------ DOCUMENT SEGMENT ------
When the narrator talks about “a language I’d once known but had nearly forgotten,” we become acutely aware of the gravity of Offred’s predicament. This spelling is a form of Thoughtcrime, in the rich tradition of Orwell.
Scrabble, of course, has implicit rules and relies on dictionaries to settle disputes, but one of the most interesting lines of the story means nothing at all. On the closet wall of her room, Offred finds scrawled therein “Nolite te bastardes carborundorum.” When she asks The Commander what it means, she gives away everything, that she knows the last handmaid also came to play. What it means is important to give Offred a reason to fight, but it’s also an important plot device.
These ovoid vowels also bring another thought to mind, one that I was keenly aware of from the offset. The text is saturated with so many pregnancy-like words. There is egg symbolism, when it rains the “smell of earth and grass [filling] the air” is gravid, and there are bellies. Bellies. BELLIES.
------
**PROMPT**
Answer these questions using the passage about Offred:
1. Where does Offred find "Nolite te bastardes carborundorum"?
2. Whom does she ask what it means?
3. When it rains, what word does the passage use for the smell of earth and grass filling the air?
The material that comes next is separate from the passage about Offred.
------ INFORMATION GIVEN ------
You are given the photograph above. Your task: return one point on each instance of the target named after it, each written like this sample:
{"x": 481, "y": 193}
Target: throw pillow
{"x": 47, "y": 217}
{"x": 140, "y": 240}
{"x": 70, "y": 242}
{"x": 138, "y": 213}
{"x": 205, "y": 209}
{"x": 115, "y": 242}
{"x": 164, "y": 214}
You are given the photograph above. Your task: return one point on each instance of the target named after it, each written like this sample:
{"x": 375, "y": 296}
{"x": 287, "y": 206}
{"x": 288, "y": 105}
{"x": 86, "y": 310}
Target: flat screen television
------
**REPLY TO THE EXERCISE**
1. On the closet wall of her room.
2. The Commander.
3. Gravid.